Many organisations will want to use data they have collected for another purpose, or to aggregate data before they decide what to do with it. In the EU, the GDPR has rules about how this can be done with personal data.
- The US National Security Agency’s PRISM initiative, a surveillance programme that grew out of post-9/11 surveillance practices, acquired telephone records and ‘backdoor access’ to private electronic records on citizens held by major technology companies.
- Property records and geographic profiling were allegedly used to identify pseudonymous artist Banksy.
- Community maps used to identify properties or clarify land rights could be reused to identify opportunities for redevelopment.
- Data mining tools are identifying criminals through the ‘digital breadcrumbs’ they leave online. Digital evidence can be admissible in court, even when private.
- Mobile phone and social media data have been used to halt or throw out unfounded rape allegations; however, the victims’ commissioner for London worries women may not report cases for fear past digital communications will be misinterpreted.

== Information supplied ==

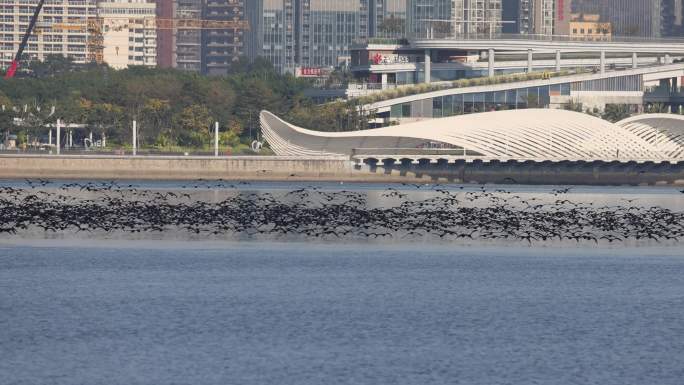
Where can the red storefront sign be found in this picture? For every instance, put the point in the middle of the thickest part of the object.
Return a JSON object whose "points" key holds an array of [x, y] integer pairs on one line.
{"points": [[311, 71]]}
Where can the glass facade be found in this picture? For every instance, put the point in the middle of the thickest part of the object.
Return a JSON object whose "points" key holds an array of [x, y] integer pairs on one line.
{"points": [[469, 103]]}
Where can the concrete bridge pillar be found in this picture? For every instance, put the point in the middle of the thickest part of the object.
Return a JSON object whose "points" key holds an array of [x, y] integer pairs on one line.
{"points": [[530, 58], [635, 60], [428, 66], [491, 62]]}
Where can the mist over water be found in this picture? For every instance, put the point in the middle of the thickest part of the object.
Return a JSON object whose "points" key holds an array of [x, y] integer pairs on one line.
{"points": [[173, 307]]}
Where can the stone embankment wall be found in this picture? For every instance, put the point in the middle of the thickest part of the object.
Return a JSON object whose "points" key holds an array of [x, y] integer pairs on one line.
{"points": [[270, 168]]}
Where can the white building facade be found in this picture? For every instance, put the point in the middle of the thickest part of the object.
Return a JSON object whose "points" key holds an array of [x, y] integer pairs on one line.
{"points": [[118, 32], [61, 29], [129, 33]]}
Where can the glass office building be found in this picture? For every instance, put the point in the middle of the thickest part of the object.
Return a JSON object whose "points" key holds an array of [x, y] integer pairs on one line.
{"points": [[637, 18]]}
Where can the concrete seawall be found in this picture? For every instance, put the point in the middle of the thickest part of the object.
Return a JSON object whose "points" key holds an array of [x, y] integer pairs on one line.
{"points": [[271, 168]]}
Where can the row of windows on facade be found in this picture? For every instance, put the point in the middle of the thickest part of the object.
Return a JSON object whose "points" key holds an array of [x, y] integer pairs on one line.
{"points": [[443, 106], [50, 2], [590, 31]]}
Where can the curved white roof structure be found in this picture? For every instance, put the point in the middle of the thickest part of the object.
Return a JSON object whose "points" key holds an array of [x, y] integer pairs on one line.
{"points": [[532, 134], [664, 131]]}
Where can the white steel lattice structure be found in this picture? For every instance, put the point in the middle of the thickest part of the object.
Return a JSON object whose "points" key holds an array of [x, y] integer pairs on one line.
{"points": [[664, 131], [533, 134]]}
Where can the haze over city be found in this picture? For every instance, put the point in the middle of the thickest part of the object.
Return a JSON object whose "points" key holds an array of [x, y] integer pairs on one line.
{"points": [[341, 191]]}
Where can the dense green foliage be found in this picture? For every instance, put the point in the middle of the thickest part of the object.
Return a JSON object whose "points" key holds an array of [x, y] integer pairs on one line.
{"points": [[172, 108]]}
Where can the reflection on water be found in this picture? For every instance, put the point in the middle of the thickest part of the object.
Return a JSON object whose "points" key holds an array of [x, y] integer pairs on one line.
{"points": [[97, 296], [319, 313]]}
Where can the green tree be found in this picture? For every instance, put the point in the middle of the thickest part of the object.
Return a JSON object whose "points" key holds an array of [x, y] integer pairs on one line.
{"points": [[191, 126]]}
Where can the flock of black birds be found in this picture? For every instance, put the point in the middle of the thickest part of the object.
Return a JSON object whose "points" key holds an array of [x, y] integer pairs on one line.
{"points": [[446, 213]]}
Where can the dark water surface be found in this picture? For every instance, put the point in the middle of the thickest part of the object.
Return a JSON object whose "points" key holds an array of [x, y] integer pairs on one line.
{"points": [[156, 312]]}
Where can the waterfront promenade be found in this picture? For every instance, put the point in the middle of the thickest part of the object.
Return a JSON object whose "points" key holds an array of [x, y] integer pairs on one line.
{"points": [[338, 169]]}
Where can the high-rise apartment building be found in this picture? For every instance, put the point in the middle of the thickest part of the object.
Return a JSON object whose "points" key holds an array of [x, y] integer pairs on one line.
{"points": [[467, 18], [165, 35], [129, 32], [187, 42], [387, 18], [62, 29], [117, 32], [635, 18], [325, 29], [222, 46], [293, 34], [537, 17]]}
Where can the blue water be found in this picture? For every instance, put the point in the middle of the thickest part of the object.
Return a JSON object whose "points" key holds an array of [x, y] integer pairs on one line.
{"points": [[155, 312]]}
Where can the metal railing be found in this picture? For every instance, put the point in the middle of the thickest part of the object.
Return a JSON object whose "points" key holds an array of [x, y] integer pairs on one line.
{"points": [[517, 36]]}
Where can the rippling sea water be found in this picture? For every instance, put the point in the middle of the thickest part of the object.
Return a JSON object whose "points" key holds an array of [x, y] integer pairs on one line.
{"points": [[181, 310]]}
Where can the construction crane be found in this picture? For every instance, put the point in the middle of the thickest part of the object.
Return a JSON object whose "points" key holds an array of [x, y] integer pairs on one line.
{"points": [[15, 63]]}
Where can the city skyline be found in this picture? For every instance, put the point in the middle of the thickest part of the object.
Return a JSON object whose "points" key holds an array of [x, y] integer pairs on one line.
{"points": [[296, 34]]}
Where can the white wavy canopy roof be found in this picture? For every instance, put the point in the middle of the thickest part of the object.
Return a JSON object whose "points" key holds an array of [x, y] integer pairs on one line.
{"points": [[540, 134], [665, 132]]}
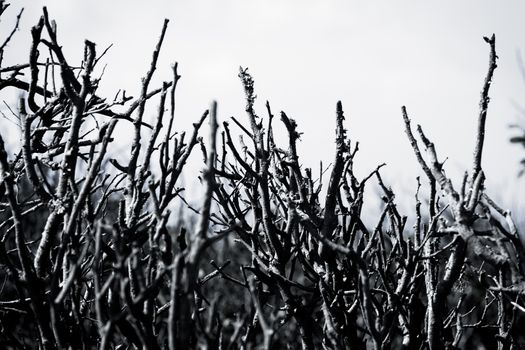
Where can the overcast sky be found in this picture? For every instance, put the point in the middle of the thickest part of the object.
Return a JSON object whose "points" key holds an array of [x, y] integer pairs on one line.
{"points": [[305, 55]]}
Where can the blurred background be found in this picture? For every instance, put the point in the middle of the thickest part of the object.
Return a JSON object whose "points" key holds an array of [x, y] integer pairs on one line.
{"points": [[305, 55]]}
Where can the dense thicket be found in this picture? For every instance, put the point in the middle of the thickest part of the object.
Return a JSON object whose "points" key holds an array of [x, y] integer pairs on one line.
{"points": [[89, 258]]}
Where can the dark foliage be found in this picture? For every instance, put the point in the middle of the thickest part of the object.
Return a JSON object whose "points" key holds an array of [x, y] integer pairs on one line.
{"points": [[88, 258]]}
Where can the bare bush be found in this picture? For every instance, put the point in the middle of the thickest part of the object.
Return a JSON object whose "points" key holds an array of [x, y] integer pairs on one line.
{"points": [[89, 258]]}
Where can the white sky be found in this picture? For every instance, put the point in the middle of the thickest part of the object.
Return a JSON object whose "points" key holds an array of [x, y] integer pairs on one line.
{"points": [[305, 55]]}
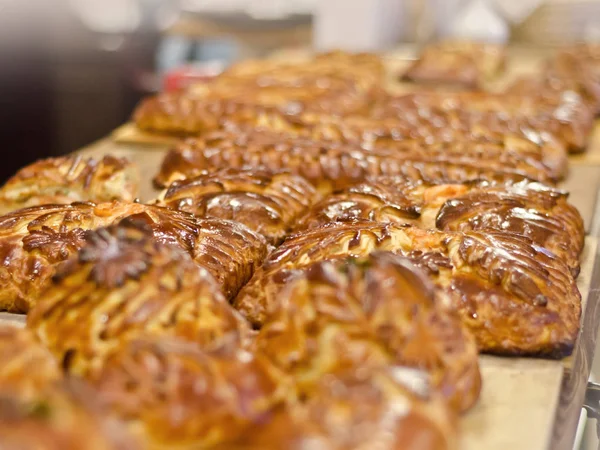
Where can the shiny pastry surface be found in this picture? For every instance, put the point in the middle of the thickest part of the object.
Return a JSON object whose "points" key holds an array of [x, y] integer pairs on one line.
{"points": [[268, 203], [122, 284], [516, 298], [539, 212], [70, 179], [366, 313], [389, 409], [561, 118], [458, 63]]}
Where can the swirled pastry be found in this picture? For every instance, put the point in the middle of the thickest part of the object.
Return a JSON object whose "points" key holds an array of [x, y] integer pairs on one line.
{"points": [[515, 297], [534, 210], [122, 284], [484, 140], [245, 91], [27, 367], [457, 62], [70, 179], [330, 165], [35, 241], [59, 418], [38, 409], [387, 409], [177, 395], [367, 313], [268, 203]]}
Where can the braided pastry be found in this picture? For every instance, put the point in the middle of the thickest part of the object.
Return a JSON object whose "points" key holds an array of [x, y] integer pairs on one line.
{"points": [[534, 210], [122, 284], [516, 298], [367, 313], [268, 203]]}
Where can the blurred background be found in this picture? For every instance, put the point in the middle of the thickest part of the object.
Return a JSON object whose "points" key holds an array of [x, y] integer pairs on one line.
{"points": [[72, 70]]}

...

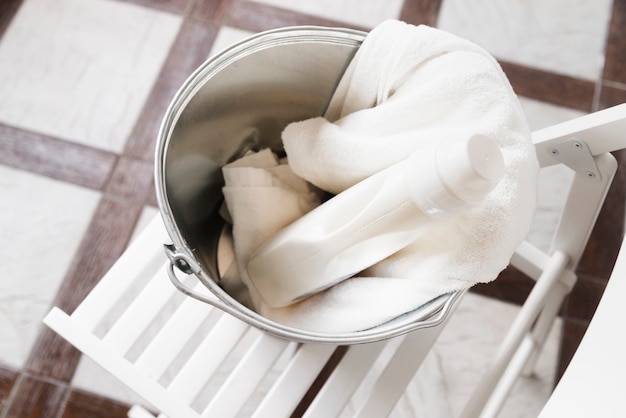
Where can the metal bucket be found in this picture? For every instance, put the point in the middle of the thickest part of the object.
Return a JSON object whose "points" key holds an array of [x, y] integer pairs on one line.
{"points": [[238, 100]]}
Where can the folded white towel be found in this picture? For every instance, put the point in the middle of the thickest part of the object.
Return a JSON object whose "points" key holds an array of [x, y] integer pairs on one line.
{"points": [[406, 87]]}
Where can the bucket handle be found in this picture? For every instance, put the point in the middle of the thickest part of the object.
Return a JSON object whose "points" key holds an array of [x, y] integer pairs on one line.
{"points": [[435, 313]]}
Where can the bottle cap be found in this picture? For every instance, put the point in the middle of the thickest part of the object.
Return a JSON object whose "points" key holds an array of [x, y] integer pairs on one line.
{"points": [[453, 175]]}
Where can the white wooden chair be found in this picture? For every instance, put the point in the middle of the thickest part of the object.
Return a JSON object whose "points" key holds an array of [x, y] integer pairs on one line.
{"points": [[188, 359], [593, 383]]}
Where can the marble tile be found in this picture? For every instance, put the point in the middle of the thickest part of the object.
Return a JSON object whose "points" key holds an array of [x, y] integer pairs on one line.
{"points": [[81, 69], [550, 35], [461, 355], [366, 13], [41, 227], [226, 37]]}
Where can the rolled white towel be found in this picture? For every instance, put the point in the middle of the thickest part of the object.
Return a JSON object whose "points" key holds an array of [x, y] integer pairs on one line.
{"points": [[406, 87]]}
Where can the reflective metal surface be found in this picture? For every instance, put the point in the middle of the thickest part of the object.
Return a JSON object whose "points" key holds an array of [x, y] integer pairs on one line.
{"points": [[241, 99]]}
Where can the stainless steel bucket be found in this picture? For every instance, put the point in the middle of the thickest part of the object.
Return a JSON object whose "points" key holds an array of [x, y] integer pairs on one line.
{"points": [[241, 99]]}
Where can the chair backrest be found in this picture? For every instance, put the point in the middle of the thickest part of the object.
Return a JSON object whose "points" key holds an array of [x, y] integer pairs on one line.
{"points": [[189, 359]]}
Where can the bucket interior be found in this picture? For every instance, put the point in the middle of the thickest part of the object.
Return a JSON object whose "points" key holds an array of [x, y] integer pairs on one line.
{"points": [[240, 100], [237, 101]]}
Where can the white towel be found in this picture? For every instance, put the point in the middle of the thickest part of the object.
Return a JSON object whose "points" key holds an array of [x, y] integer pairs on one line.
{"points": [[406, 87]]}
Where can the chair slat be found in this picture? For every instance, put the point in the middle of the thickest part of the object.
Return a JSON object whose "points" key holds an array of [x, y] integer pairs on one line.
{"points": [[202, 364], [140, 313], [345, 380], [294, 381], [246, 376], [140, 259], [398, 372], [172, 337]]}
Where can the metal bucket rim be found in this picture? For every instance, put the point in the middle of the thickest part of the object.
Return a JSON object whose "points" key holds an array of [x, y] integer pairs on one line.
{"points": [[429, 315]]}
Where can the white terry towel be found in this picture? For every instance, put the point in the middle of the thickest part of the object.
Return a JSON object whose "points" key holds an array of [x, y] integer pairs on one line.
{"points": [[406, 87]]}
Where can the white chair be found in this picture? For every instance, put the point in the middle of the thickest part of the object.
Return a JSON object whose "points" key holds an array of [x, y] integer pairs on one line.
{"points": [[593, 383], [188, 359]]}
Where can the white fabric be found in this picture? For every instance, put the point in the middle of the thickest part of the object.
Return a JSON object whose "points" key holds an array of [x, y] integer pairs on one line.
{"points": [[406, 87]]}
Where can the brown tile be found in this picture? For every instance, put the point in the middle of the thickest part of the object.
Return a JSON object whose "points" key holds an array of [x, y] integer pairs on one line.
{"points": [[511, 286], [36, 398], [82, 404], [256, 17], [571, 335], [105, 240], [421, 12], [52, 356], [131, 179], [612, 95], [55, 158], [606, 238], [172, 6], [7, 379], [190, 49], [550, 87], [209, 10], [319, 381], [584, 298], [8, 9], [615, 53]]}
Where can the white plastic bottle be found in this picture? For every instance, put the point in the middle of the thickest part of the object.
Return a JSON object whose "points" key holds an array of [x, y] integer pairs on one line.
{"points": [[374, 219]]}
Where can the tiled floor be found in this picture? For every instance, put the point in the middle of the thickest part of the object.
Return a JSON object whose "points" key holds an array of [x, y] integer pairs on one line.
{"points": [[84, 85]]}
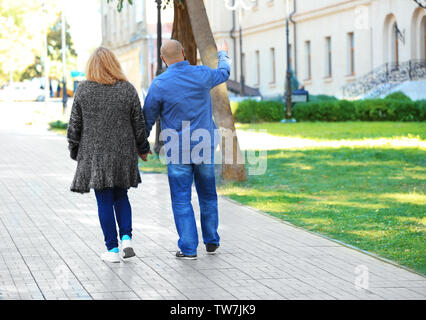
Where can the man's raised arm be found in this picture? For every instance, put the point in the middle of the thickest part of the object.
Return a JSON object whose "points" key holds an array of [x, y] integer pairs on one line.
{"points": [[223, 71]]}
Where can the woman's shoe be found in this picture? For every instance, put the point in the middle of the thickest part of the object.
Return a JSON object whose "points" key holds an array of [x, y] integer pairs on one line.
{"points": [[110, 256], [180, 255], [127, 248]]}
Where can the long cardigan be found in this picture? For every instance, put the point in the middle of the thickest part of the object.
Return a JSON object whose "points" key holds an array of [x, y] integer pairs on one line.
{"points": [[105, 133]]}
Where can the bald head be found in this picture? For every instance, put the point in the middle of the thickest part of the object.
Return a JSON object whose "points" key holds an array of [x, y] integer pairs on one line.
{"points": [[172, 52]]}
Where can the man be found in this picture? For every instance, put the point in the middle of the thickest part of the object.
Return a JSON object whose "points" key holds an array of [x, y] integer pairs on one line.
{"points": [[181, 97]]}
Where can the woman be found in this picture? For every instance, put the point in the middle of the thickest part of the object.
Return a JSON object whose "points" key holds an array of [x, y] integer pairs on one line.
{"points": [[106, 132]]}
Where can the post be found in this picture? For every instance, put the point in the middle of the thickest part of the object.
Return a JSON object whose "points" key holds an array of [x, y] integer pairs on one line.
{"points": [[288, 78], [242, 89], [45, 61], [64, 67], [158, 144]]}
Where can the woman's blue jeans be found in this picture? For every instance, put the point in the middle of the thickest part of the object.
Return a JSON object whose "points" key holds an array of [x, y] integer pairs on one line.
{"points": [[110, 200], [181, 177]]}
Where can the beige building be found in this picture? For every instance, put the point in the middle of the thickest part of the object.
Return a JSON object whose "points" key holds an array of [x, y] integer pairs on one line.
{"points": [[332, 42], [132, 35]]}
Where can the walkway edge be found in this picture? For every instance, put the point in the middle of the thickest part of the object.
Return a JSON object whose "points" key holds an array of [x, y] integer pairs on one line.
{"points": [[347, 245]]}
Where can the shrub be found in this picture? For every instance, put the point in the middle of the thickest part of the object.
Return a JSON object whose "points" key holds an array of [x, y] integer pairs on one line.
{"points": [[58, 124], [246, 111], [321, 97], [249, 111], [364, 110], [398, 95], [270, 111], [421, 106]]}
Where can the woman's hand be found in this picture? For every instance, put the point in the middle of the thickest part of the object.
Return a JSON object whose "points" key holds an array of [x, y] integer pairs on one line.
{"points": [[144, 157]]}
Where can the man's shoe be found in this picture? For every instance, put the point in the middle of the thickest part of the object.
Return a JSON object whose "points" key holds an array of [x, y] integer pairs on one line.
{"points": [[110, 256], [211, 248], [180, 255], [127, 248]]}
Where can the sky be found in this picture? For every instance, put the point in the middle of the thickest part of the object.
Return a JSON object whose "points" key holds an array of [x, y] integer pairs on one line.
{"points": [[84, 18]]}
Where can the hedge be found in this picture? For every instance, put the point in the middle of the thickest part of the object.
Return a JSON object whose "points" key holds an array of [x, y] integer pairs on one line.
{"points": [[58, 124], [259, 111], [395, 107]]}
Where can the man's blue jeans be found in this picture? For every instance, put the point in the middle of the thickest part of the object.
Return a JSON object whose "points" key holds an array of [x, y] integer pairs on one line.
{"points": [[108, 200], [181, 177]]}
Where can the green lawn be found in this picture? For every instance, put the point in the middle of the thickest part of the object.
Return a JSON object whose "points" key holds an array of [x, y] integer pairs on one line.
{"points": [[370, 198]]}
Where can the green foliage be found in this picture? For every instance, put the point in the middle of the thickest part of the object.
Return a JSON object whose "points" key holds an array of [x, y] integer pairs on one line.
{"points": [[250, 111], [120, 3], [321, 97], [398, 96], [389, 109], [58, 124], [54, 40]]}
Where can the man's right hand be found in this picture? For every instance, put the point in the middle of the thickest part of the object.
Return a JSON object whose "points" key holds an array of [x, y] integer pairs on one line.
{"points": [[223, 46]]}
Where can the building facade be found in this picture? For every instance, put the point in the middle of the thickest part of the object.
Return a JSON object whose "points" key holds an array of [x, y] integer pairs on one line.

== Complete the following ==
1. In the passage on reusing collected data, what was allegedly used to identify the artist Banksy?
2. Continue the passage on reusing collected data from the point where it stops.

== Task responses ==
1. Property records and geographic profiling.

2.
Large companies that have built successful data empires have no doubt realized the ethical implications of these practices, but they have been slow on the draw in terms of taking concrete steps.
Raegan MacDonald, senior policy manager, Mozilla Foundation
Six ethical questions for business
The six areas below form the foundation of data ethics.
Companies should ask themselves questions such as ‘What data are we collecting?’, ‘How are we collecting it?’, ‘What are we going to do with it?’, and ‘Who are we going to share it with?’
‘How might what we’re doing affect people?’Could the insights we glean from our data limit their opportunities?’
‘Are people able to find out what data we hold on them?’
‘Are people able to decide what things we offer them as a result of that data?’
‘Is what we’re doing with their data what they would expect us to do? Are our safeguards aligned with these expectations?’
‘How will we be held to account if we get it wrong?’
Uncertainty about what it means to use customer data appropriately could cause a loss of trust that could lead to instability in the financial services system.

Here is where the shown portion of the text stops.